Nope. The devil doesn't care. He has already put aside grand places for those guys in his domain.


----------



## .   1

Hakro said:


> Dear Setwale, You must know how our leaders are chosen.
> 
> Can you imagine working for a company that has a little more than 500 employees and has the following statistics:
> 
> * 29 have been accused of spousal abuse
> * 7 have been arrested for fraud
> * 19 have been accused of writing bad checks
> * 117 have directly or indirectly bankrupted at least 2 businesses
> * 3 have done time for assault
> * 71 cannot get a credit card due to bad credit
> * 14 have been arrested on drug-related charges
> * 8 have been arrested for shoplifting
> * 21 are currently defendants in lawsuits
> * 84 have been arrested for drunk driving in the last year
> 
> Can you guess which organization this is?
> 
> It's the 535 members of the United States Congress.
> 
> (This may be a lie but maybe not.)


I received exactly the same chain e-mail claiming that the above statistics related to Australian politicians.
My belief is that it is a lie.

.,,


----------



## .   1

Everness said:


> Now the devil will get p*ssed because someone compared him with W. I wonder if he is planning to sue Chavez for defamation of character.


This is cute. You do have a sense of humour.
I am happy for world leaders to go at it hammer and tongs with words but leave me and my mates and children out of it.
I am also quite happy to have the elected leaders duke it out to their hearts content mano a mano.
What I find pornographic is some pencil necked little dweeb making noises then sending in the troops to sort the situation out and thereby murdering far too many people.
We should go back to the old Scottish principle.
Any leader who led his troops into a war that he had instigated and lost was executed by his own troops.

.,,

P.S.  I am intrigued by your constant references to tendentious issues but your odd use of * in even mildly colourful words.  Do you really think that using p*ssed makes you appear to be cultured?


----------



## Victoria32

Cracker Jack said:


> A few hours ago, in a privileged speech, Hugo Chavez called George W. Bush ''diablo.''  The footage was captured by camera.  He did i not once but several times.  In a way, his act was immortalized.  Everyone knows the history of his inordinate hatred for the Dubya.
> 
> I, for one, am not a great fan of Bush.  In fact, I never liked him at all.  However, I feel that to a certain extent, he ought not be called that way by another head of state.  If it were an anonymous no one like me, it wouldn't have mattered.
> 
> Do you think that it is acceptable for statesmen to label each other with below-the-belt monickers?  Thanks in advance.


It happens... Ronald Reagan called the USSR the 'Evil Empire' and said into an open mic that the bombs would start flying within minutes. The Russians went to Red Alert. This was about 1986, and we nearly had WWIII then!
=====
In the forum thread above, retype everything from "## Victoria32" to "wouldn't have mattered." word for word.
=====
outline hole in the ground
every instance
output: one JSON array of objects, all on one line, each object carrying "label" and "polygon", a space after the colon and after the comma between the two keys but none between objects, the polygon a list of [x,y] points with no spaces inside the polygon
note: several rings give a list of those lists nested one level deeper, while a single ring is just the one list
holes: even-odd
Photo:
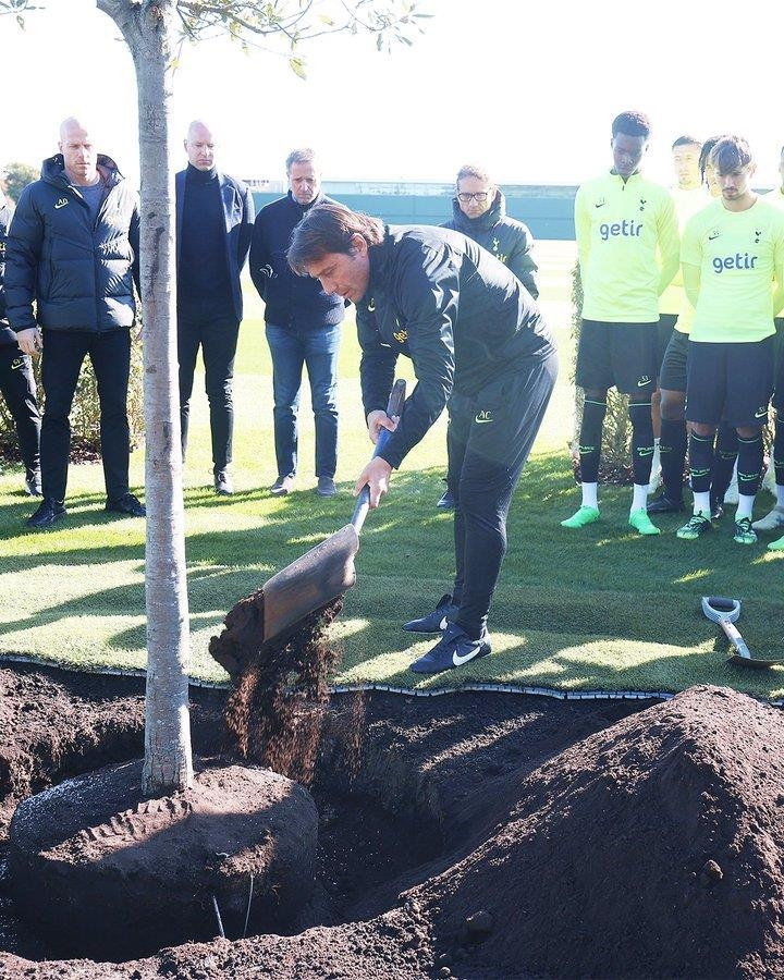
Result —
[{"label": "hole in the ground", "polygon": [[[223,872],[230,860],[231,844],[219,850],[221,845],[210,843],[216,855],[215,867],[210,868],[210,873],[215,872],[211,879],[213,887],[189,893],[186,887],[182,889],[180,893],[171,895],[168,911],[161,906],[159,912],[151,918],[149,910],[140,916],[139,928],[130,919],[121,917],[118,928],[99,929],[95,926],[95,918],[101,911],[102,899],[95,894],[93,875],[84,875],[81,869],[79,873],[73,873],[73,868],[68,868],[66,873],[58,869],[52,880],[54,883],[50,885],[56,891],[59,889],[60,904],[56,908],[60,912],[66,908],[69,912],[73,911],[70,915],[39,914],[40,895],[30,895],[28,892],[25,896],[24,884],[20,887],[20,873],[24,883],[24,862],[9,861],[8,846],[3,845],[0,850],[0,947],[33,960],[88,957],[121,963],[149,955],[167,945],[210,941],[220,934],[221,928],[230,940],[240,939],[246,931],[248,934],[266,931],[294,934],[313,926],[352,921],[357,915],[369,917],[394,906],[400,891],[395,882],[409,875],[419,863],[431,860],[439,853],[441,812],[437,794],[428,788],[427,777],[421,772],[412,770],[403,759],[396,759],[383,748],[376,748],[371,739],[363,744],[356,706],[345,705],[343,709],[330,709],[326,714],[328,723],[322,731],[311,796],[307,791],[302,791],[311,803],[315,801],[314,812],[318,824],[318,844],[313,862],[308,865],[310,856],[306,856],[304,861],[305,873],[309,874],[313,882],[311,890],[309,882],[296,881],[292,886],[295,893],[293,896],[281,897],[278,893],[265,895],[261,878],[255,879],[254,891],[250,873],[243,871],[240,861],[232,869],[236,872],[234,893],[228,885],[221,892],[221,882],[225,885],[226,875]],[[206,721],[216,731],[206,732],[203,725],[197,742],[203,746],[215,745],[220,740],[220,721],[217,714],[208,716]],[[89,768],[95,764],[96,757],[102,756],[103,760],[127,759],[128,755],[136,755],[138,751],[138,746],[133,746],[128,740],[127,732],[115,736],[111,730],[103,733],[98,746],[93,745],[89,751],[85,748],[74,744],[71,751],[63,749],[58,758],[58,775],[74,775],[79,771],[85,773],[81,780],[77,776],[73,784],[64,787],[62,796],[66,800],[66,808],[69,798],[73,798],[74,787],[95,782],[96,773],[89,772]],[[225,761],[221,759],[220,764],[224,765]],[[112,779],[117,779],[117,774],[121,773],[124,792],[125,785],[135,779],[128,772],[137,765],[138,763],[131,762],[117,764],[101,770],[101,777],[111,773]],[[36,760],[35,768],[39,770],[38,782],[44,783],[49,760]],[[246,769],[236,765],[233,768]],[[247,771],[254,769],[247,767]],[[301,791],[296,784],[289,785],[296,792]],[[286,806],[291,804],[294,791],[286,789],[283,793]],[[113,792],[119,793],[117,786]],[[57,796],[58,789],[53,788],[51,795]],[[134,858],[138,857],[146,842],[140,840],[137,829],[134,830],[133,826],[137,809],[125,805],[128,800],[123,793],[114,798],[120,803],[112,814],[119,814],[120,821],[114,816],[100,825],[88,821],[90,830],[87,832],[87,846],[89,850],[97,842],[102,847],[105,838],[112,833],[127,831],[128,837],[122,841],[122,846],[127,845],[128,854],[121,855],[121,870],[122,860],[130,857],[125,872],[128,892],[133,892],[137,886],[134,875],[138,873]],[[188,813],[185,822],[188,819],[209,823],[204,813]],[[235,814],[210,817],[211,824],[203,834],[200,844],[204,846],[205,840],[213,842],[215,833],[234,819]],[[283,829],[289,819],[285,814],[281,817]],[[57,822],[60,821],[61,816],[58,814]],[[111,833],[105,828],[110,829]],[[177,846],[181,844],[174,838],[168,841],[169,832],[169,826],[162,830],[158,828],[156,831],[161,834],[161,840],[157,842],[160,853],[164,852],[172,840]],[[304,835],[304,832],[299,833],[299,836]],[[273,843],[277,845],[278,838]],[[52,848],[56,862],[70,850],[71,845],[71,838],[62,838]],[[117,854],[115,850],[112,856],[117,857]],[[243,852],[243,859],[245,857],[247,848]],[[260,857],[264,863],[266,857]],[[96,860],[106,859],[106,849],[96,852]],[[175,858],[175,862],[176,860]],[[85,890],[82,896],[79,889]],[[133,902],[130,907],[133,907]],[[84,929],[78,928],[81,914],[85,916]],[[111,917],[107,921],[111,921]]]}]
=====
## Solved exercise
## Victoria32

Cracker Jack said:


> A few hours ago, in a privileged speech, Hugo Chavez called George W. Bush ''diablo.''  The footage was captured by camera.  He did i not once but several times.  In a way, his act was immortalized.  Everyone knows the history of his inordinate hatred for the Dubya.
> 
> I, for one, am not a great fan of Bush.  In fact, I never liked him at all.  However, I feel that to a certain extent, he ought not be called that way by another head of state.  If it were an anonymous no one like me, it wouldn't have mattered.